>> BEGIN WORKING DATA

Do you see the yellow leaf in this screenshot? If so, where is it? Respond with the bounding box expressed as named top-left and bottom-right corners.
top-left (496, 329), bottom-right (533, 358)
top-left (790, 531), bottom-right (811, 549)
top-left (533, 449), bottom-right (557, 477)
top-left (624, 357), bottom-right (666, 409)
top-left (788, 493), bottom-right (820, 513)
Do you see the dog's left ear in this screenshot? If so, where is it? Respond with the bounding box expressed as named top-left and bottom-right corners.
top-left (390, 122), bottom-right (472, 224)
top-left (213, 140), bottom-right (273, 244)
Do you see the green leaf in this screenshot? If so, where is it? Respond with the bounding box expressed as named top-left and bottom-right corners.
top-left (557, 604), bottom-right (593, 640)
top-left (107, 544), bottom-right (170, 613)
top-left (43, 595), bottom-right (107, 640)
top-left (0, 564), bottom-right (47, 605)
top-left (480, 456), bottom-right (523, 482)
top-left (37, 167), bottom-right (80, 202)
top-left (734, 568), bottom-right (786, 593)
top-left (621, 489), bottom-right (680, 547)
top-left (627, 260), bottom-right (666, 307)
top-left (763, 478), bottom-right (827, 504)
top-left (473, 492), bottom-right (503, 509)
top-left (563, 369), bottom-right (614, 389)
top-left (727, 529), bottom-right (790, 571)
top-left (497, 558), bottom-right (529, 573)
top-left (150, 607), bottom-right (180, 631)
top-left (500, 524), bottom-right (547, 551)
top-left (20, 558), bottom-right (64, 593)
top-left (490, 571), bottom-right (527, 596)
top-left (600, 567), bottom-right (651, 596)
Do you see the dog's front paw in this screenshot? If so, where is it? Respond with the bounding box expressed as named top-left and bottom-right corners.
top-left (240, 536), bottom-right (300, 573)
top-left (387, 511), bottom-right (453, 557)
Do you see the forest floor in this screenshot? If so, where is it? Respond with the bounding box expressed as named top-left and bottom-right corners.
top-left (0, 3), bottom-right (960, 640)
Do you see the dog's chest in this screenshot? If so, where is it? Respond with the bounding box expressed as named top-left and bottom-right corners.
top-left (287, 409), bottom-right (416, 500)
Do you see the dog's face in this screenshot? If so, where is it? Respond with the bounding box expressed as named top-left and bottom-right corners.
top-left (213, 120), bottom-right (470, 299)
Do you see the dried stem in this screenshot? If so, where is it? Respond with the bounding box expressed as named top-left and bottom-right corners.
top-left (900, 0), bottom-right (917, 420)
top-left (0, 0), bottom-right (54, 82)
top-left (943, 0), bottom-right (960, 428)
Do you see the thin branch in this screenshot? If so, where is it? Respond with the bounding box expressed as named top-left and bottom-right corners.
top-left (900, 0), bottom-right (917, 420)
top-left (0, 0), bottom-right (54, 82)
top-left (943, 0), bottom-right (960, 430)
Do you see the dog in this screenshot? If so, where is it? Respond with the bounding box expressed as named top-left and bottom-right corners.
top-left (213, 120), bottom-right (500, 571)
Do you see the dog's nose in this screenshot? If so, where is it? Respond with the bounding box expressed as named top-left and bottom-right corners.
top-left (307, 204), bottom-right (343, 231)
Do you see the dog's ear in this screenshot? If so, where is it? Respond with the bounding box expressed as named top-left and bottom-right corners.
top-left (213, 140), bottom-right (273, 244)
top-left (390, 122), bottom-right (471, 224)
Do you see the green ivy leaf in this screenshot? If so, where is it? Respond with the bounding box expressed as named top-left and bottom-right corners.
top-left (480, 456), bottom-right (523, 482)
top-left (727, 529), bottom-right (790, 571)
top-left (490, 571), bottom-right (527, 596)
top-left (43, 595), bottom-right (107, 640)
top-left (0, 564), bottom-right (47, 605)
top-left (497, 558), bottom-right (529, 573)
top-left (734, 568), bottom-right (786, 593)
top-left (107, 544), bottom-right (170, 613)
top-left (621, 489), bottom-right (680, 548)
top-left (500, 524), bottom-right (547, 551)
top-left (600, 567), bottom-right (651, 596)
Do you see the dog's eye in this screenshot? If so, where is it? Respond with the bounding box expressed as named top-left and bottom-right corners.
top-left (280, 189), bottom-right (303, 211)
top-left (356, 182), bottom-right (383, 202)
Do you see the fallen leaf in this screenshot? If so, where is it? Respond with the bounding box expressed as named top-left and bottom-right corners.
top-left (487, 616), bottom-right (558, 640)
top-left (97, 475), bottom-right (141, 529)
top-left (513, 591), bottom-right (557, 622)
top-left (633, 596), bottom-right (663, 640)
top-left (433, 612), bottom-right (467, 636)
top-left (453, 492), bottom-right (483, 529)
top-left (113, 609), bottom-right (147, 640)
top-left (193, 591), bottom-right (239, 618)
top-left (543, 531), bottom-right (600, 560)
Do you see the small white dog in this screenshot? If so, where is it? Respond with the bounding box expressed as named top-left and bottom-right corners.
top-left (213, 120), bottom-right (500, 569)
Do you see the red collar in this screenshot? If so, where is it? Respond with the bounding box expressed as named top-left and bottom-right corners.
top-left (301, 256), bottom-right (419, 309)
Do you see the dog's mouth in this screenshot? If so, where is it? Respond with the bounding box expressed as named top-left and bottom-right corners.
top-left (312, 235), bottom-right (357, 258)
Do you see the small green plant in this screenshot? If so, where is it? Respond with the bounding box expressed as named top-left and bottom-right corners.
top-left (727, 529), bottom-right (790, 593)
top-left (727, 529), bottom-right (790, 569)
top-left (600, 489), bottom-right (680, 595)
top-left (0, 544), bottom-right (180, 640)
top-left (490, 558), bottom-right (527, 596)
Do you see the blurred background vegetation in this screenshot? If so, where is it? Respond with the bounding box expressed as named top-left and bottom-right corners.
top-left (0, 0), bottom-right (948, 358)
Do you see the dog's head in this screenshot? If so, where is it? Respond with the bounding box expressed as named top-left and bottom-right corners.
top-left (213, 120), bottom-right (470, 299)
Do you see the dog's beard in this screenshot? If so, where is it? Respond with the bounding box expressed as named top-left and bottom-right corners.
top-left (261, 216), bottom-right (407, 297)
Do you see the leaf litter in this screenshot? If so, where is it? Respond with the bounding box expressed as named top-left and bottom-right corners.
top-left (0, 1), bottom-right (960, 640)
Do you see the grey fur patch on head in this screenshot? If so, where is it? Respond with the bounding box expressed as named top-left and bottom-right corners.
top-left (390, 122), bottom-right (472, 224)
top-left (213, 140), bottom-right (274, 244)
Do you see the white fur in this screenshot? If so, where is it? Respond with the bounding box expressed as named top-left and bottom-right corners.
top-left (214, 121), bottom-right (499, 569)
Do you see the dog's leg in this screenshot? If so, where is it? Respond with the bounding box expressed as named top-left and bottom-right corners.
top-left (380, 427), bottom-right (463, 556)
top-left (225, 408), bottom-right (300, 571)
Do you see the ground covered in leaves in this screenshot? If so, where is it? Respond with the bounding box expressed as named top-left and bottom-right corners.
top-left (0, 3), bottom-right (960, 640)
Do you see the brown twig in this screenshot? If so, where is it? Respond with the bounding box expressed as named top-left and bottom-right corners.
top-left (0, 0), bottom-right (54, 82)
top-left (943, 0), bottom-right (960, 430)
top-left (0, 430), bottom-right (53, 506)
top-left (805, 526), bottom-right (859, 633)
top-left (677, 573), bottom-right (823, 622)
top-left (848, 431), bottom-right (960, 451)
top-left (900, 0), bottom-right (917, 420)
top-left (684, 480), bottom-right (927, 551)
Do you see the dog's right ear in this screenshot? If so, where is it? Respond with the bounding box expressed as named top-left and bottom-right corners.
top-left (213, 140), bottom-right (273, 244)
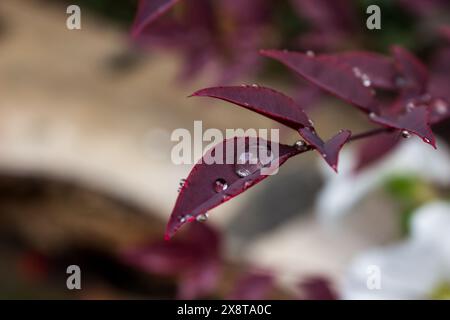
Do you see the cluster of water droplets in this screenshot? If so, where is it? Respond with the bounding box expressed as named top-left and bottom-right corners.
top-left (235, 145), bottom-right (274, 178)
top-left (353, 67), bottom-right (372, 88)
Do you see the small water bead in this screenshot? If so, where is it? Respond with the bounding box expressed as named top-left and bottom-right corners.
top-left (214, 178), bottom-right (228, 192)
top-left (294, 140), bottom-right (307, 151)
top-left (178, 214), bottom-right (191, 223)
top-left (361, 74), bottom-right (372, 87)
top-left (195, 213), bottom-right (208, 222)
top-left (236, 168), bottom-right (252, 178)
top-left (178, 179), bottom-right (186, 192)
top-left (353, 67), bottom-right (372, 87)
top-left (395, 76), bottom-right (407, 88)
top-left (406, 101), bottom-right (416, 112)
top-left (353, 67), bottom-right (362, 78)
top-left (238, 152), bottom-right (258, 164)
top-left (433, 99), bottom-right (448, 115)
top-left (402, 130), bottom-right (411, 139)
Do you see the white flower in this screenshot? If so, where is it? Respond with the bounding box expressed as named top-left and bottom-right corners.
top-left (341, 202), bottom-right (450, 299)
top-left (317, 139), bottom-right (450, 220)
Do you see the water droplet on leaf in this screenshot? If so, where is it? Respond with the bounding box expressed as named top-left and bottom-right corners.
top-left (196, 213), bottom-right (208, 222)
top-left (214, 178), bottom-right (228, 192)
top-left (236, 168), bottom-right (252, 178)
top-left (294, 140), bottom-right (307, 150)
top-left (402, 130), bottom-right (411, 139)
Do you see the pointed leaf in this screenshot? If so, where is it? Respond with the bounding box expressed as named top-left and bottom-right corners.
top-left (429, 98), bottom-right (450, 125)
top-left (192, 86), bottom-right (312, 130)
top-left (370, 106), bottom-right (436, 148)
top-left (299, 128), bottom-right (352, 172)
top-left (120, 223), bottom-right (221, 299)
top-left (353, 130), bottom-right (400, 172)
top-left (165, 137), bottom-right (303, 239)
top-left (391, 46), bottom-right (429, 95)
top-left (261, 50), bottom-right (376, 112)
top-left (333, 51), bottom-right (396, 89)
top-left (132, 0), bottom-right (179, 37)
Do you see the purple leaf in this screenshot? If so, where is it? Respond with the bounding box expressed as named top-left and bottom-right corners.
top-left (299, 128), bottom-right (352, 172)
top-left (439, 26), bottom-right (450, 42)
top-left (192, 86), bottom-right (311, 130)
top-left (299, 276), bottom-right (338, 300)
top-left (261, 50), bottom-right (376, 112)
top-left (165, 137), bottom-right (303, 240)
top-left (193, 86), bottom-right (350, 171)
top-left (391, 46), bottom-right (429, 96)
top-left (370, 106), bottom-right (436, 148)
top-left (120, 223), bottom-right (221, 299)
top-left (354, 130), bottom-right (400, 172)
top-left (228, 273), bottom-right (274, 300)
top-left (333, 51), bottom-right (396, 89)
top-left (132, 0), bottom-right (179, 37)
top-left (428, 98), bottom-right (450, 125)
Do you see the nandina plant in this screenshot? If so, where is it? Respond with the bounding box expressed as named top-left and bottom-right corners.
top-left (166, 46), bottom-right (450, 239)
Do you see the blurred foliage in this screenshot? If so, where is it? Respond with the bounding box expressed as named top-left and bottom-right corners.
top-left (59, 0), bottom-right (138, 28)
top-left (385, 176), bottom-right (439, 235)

>> END WORKING DATA

● **SHORT PROBLEM**
Please rewrite the data from the line containing "Do you see the dog's nose" through the line containing "top-left (390, 122), bottom-right (471, 224)", keeping every line in that span and adding 123 to each coordinate in the bounding boxes.

● **ANSWER BELOW**
Do you see the dog's nose in this screenshot? If so, where is it? Respond with the bounding box expressed as named top-left and bottom-right corners.
top-left (430, 327), bottom-right (466, 354)
Do you see the dog's ear in this screenshot? If so, where is it? Respond with the bounding box expressed as named top-left and bottom-right corners.
top-left (336, 263), bottom-right (396, 367)
top-left (513, 245), bottom-right (594, 347)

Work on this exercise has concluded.